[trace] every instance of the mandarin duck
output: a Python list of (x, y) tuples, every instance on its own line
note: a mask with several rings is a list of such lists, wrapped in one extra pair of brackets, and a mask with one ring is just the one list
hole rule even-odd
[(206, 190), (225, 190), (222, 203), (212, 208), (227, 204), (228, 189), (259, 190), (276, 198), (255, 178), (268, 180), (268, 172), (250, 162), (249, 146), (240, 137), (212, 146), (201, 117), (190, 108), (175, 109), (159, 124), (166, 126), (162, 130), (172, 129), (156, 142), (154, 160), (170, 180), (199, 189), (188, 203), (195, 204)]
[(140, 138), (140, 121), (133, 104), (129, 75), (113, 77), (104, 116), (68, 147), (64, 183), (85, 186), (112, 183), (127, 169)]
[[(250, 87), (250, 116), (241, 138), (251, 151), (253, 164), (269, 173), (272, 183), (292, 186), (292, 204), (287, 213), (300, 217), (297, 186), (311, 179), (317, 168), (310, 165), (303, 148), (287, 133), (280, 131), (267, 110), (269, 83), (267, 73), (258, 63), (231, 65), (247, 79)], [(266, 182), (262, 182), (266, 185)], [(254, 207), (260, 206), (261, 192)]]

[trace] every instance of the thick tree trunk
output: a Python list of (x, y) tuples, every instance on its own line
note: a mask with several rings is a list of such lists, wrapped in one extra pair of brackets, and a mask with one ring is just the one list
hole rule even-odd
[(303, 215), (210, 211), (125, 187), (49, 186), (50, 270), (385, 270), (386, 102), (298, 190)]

- WORK TO DO -
Can you reproduce the listing above line for line, leaving every character unchanged?

- EXERCISE ANSWER -
[trace] every instance of the mandarin duck
output: a Python list of (x, y) tuples, every instance on its own line
note: a mask with several rings is a list of such lists, wrapped in one extra pair of brackets, and a mask with one ring is just the one list
hole rule even-odd
[(206, 190), (225, 190), (222, 203), (212, 208), (227, 204), (228, 189), (259, 190), (276, 198), (255, 178), (268, 180), (268, 172), (250, 162), (249, 146), (240, 137), (212, 146), (201, 117), (190, 108), (175, 109), (159, 124), (166, 126), (162, 130), (172, 129), (156, 142), (154, 160), (170, 180), (199, 189), (188, 203), (195, 204)]
[(140, 138), (140, 121), (133, 104), (129, 75), (113, 77), (104, 116), (68, 147), (64, 183), (85, 186), (112, 183), (127, 169)]
[[(250, 87), (250, 116), (241, 138), (251, 151), (253, 164), (269, 173), (272, 183), (292, 186), (292, 204), (287, 213), (300, 217), (297, 186), (311, 179), (317, 168), (310, 165), (303, 148), (287, 133), (280, 131), (267, 110), (269, 83), (267, 73), (258, 63), (231, 65), (247, 79)], [(266, 182), (262, 182), (266, 185)], [(254, 207), (260, 206), (261, 192)]]

[trace] every instance of the thick tree trunk
output: a Python list of (x, y) tuples, every instance on its own line
note: a mask with several rings is a list of such lists, wrapped in one extra pair of brackets, and a mask with one ring is just the one list
hole rule even-odd
[(303, 215), (210, 211), (125, 187), (49, 186), (50, 270), (385, 270), (386, 102), (298, 190)]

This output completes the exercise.